**EXCERPTED TEXT**
# When can I stock? Low tech 10g pea puffer tank



## Rnasty (Jun 30, 2017)

Hey all, I'm in the finishing stages of cycling my future pea puffer tank. 10g, well planted, been cycling over 2 months. Finally got my nitrites to drop from 5ppm to 0ppm. My readings are ammonia - .25ppm, nitrite 0ppm , nitrate 20-30ppm.

I can't seem to get my ammonia to reach 0. My guess is that since the tank is infested with pond snails, they're creating too much waste to reach that 0 mark. The snails however are going to be my puffers food source (I also have a separate 3g just to raise snails for him)

I currently have a betta in there which will be removed. Do you think it would be okay to introduce a few otos, then a puffer a bit later even with the .25ppm ammonia? I'm suspecting that once the puffer eats all the snails, the ammonia will drop. Also I will be more diligent about cleaning the extra waste once I have my stock in there

thoughts?


----------



## mgeorges (Feb 1, 2017)

Rnasty said:


> Hey all, I'm in the finishing stages of cycling my future pea puffer tank. 10g, well planted, been cycling over 2 months. Finally got my nitrites to drop from 5ppm to 0ppm. My readings are ammonia - .25ppm, nitrite 0ppm , nitrate 20-30ppm.
> 
> I can't seem to get my ammonia to reach 0. My guess is that since the tank is infested with pond snails, they're creating too much waste to reach that 0 mark. The snails however are going to be my puffers food source (I also have a separate 3g just to raise snails for him)
> 
> ...

**EXERCISES TO COMPLETE**
A. Update the pea puffer thread by starting at the words "I currently have" and stopping after "(Feb 1, 2017)", and put "guppy" in place of "betta".
B. Lay out these lines of the entries as a Markdown table with the columns Row and Line, giving each line a row number and leaving out blank lines. Start at the line with "the blue umbrella." and stop after the line with "[0,91,516,144]".
The entries that follow have nothing to do with the pea puffer thread.

**DATA EXCERPTS**
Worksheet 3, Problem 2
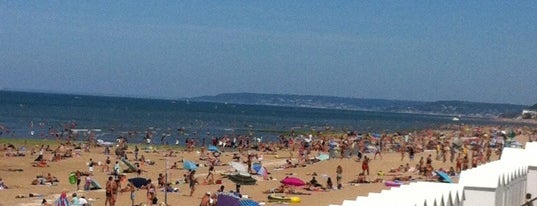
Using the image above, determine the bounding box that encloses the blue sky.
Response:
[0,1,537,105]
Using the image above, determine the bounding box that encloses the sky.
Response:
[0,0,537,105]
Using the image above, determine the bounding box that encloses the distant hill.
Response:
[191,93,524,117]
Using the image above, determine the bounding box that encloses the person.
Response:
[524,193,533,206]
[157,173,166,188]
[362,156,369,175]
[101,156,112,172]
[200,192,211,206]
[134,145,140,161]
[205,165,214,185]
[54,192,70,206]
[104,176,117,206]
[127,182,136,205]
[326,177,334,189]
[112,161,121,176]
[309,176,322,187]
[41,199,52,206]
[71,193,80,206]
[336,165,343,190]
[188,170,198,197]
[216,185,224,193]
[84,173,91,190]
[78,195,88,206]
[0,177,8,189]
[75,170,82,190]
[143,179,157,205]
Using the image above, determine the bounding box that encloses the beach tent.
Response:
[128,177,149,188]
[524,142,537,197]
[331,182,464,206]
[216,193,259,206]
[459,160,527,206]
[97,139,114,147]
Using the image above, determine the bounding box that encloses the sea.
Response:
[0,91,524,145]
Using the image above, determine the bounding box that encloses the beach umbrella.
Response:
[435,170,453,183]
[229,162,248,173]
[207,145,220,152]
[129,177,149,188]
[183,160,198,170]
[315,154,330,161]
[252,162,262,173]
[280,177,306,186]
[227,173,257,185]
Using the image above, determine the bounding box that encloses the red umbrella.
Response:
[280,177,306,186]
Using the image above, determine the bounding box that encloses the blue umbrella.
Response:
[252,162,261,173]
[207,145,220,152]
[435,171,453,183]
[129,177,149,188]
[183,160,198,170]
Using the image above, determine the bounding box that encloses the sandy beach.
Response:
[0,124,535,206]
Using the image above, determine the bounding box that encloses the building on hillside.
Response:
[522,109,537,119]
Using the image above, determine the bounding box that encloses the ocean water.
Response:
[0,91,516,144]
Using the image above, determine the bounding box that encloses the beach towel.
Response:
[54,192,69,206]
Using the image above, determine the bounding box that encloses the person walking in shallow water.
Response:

---

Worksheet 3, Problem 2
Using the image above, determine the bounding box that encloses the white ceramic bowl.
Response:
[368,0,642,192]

==

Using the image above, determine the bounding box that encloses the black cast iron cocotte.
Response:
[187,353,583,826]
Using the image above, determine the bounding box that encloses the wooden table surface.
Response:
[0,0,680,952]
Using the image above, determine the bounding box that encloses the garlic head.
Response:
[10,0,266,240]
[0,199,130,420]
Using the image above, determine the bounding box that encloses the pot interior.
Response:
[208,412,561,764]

**RESPONSES FOR EACH TASK**
A.
I currently have a guppy in there which will be removed. Do you think it would be okay to introduce a few otos, then a puffer a bit later even with the .25ppm ammonia? I'm suspecting that once the puffer eats all the snails, the ammonia will drop. Also I will be more diligent about cleaning the extra waste once I have my stock in there

thoughts?


----------



## mgeorges (Feb 1, 2017)

B.
| Row | Line |
|---|---|
| 1 | Using the image above, determine the bounding box that encloses the blue umbrella. |
| 2 | Response: |
| 3 | [252,162,261,173] |
| 4 | [207,145,220,152] |
| 5 | [435,171,453,183] |
| 6 | [129,177,149,188] |
| 7 | [183,160,198,170] |
| 8 | Using the image above, determine the bounding box that encloses the sandy beach. |
| 9 | Response: |
| 10 | [0,124,535,206] |
| 11 | Using the image above, determine the bounding box that encloses the building on hillside. |
| 12 | Response: |
| 13 | [522,109,537,119] |
| 14 | Using the image above, determine the bounding box that encloses the ocean water. |
| 15 | Response: |
| 16 | [0,91,516,144] |